**Objective 1:** List every line of the records that contains the string "background", treating uppercase and lowercase letters as distinct.

**Text shown:**
[start]

Additional information
Granitic batholiths can be relatively small and well delimited, but they have often risen as enormous, quite heterogeneous masses within ancient Precambrian shields. It is interesting to note in this connection that nearly all the granitic formations of the secondary era are concentrated around the Pacific. The development of ideas on granites has been the subject of sharp controversy. Today, the variations in geometric data of granites require various different origins and creation mechanisms to be considered.
Pink Brittany granite. © DR
When not weathered, granite is an excellent building material and can even be decorative after polishing. Nearly all Brittany's religious monuments were built of granite. The naturally abundant granite in Brittany is also used to build Calvary crosses, parish enclosures, funeral chambers and some lighthouses. The use of granite is far from recent. Indeed 5000 years BC man was using granite for menhirs and dolmens!
Formation of chaotic granite
A granite formation is always split into parallelipipedal blocks by cracks called diaclases. These form a more or less dense network extending in three perpendicular directions.

[end]

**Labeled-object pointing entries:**

[start]

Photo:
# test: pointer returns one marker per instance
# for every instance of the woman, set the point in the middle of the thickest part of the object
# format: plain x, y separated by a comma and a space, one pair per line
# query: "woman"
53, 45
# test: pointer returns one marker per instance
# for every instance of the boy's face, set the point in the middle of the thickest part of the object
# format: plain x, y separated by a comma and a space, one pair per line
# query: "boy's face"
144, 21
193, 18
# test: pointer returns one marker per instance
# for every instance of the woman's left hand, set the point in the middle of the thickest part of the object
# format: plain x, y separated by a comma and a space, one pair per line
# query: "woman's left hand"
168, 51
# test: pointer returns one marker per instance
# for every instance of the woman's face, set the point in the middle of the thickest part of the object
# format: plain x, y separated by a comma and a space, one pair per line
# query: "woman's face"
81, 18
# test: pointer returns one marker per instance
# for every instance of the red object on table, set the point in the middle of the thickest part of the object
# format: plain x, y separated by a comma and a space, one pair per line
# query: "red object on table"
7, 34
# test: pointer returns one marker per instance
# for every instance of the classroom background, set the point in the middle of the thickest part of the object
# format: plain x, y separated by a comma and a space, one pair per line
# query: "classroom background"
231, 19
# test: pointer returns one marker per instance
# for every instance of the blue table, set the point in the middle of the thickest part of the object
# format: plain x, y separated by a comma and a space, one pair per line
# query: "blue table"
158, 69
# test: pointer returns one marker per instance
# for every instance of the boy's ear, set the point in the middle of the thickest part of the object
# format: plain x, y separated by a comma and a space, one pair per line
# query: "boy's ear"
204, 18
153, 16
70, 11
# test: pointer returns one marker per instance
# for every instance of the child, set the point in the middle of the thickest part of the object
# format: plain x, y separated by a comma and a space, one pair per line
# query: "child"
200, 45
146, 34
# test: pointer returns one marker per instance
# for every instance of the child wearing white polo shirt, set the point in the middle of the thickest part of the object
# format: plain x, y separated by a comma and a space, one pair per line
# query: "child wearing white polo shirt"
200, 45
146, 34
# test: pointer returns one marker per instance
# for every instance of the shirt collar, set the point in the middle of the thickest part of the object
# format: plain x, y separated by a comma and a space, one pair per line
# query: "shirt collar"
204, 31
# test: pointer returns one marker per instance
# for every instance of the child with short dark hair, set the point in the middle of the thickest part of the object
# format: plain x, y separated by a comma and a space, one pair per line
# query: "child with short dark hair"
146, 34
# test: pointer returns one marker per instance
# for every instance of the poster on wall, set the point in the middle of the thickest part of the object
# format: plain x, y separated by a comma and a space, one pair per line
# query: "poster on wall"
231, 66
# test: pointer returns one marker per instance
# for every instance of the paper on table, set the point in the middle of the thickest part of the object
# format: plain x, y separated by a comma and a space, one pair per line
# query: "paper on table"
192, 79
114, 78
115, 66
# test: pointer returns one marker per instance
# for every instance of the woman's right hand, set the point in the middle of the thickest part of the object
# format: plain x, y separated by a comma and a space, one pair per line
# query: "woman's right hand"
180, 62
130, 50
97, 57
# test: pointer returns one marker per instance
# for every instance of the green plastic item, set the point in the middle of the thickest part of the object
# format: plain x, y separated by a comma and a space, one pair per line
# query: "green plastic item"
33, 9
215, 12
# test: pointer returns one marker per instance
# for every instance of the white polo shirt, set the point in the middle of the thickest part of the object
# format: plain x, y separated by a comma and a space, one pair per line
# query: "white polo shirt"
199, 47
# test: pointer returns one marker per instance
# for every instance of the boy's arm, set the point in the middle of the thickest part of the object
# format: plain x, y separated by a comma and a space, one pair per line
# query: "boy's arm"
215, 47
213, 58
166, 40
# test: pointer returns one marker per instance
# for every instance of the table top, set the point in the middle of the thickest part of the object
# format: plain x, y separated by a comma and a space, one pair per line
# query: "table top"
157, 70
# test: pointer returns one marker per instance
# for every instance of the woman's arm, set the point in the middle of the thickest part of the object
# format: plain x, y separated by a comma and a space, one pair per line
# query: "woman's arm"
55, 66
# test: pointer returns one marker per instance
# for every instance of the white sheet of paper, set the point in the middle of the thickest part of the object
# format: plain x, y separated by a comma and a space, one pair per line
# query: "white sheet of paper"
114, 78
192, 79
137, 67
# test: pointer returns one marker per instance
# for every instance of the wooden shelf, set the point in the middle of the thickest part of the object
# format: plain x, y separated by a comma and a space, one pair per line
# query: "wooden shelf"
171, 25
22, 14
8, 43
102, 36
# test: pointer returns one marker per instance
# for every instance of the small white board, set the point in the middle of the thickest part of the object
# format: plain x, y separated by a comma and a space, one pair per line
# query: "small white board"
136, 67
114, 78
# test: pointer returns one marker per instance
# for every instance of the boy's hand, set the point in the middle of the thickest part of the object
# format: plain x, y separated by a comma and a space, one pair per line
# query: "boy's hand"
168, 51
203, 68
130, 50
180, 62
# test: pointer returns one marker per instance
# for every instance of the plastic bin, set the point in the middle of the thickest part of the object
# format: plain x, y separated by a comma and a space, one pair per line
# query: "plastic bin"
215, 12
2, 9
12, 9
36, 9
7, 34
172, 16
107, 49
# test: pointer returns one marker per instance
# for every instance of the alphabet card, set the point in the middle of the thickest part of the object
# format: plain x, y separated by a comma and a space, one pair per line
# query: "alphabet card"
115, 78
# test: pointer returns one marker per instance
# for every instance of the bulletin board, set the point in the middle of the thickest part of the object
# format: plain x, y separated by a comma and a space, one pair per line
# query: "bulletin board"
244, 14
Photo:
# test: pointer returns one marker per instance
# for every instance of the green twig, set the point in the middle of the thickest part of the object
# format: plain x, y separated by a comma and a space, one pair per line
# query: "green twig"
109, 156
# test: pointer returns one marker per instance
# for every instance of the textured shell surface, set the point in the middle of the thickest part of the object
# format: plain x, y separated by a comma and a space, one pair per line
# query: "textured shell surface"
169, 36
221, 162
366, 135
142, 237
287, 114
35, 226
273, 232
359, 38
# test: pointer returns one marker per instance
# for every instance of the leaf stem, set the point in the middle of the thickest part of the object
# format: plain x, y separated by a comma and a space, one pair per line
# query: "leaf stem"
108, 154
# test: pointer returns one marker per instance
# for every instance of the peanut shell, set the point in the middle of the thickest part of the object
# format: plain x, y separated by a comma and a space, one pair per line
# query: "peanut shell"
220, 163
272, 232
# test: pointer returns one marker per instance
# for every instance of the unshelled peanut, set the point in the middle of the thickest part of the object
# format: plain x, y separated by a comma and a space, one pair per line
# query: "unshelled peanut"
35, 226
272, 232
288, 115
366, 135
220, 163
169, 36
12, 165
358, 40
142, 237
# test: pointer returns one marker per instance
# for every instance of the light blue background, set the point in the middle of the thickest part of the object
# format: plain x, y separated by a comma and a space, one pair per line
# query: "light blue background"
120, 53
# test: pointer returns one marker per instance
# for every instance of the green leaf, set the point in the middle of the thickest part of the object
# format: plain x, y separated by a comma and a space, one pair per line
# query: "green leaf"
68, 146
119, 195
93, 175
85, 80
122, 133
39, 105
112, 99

[end]

**Objective 2:** Edit the passage of the text on granite that opens with "Pink Brittany granite." and closes with "three perpendicular directions.", replacing "Calvary crosses" with "wayside crosses".

**Task output 1:**
# for every instance of the classroom background, set the point in the middle of the thickest part of the object
# query: "classroom background"
# for every instance of the light blue background, set the point in the middle of the thickest part of the object
# query: "light blue background"

**Task output 2:**
Pink Brittany granite. © DR
When not weathered, granite is an excellent building material and can even be decorative after polishing. Nearly all Brittany's religious monuments were built of granite. The naturally abundant granite in Brittany is also used to build wayside crosses, parish enclosures, funeral chambers and some lighthouses. The use of granite is far from recent. Indeed 5000 years BC man was using granite for menhirs and dolmens!
Formation of chaotic granite
A granite formation is always split into parallelipipedal blocks by cracks called diaclases. These form a more or less dense network extending in three perpendicular directions.